In our previous study, we have successfully isolated and identified hFSSCs [13]. Interestingly, we found hFSSC secretome has great ability to control and balance the collagen formation in skin tissue [13]. Therefore, we hypothesized that hFSSCs have a potential to reduce the collagen formation in liver fibrosis, whereas liver fibrosis is caused by over-abundance of collagen. We further analyzed the effects of hFSSC secretome on live fibrosis in vitro and investigated the mechanism of hFSSC secretome and TGF-β/Smad pathway involvement on anti-fibrosis. Our preliminary results provide the first evidence that hFSSC secretome effectively reduce liver fibrosis through the TGF-β/Smad pathway. We believe that the hFSSC secretome as an acellular regenerative therapy and approaches can provide great potential for the treatment of liver fibrosis.

Materials and methods

Cell culture

hFSSCs and human umbilical cord mesenchymal stem cell (hUCMSCs) were provided and extracted by our previous study [13]. HSCs were purchased from the Chinese Academy of Medical Sciences, China. In brief, hFSSCs, hUCMSCs, and HSCs were cultured in high glucose DMEM (Gibco, Grand island, USA) supplemented with 500 U/ml penicillin and 500 μg/ml streptomycin (Invitrogen, Shanghai, China), and 10% FBS (Gibco, Grand island, USA) at 37 °C, with saturated humidity and 5% CO2. hFSSCs and hUCMSCs at the P5 were used for this study. hFSSC and hUCMSC secretome was collected as reported in our previous study [13]. Briefly, cells were cultured and reached 70~80% confluence, then placed in serum-free medium (SFM; Invitrogen, Shanghai, China), added with 5 ml of 200 mM l-glutamine solution (Invitrogen, Shanghai, China) in 500 ml SFM prior to use, and incubated in 5% CO2 in a humidified condition. After being cultured 24 h, the conditioned medium (CM) was collected and centrifuged to purify for 10 min at 4 °C, 4000g. Next, 10-ml conditioned medium was re-centrifuged with Amicon Ultra Centrifugal Filters (Millipore Corp, Billerica, MA, USA) at 4 °C, 4000 g, 2 h. At last, 300~500 μl supernatant solution was collected as cell-free secretome each time. The protein content was measured using the BCSA kit (Thermo Scientific, Rockford, IL, USA) according to the manufacturer’s instruction.

▶ List of tasks:
1. In the hFSSC passage, at what passage number were the hFSSCs and hUCMSCs used for the study?
2. List every company or institution that the hFSSC passage names as a supplier of cells, reagents, or equipment.
3. Copy out the stretch of the hFSSC passage from "In our previous study, we" through "of liver fibrosis.".

▶ Recorded information:
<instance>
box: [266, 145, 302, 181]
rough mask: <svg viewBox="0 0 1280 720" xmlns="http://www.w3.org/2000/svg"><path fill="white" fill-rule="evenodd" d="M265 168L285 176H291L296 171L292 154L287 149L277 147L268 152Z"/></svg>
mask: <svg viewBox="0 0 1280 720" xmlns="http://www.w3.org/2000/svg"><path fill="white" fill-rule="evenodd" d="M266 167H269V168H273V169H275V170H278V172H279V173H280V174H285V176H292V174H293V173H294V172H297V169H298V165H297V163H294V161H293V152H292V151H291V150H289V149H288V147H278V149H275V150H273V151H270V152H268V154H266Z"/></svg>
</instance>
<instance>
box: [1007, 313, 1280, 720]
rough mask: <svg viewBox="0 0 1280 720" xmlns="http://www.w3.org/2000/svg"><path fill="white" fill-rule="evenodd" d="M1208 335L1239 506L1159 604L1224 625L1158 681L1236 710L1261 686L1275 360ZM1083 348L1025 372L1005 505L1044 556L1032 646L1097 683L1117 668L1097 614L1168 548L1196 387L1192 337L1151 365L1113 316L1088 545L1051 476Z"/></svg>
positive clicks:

▶ Outputs by task:
1. P5

2.
- Chinese Academy of Medical Sciences
- Gibco
- Invitrogen
- Millipore Corp
- Thermo Scientific

3.
In our previous study, we have successfully isolated and identified hFSSCs [13]. Interestingly, we found hFSSC secretome has great ability to control and balance the collagen formation in skin tissue [13]. Therefore, we hypothesized that hFSSCs have a potential to reduce the collagen formation in liver fibrosis, whereas liver fibrosis is caused by over-abundance of collagen. We further analyzed the effects of hFSSC secretome on live fibrosis in vitro and investigated the mechanism of hFSSC secretome and TGF-β/Smad pathway involvement on anti-fibrosis. Our preliminary results provide the first evidence that hFSSC secretome effectively reduce liver fibrosis through the TGF-β/Smad pathway. We believe that the hFSSC secretome as an acellular regenerative therapy and approaches can provide great potential for the treatment of liver fibrosis.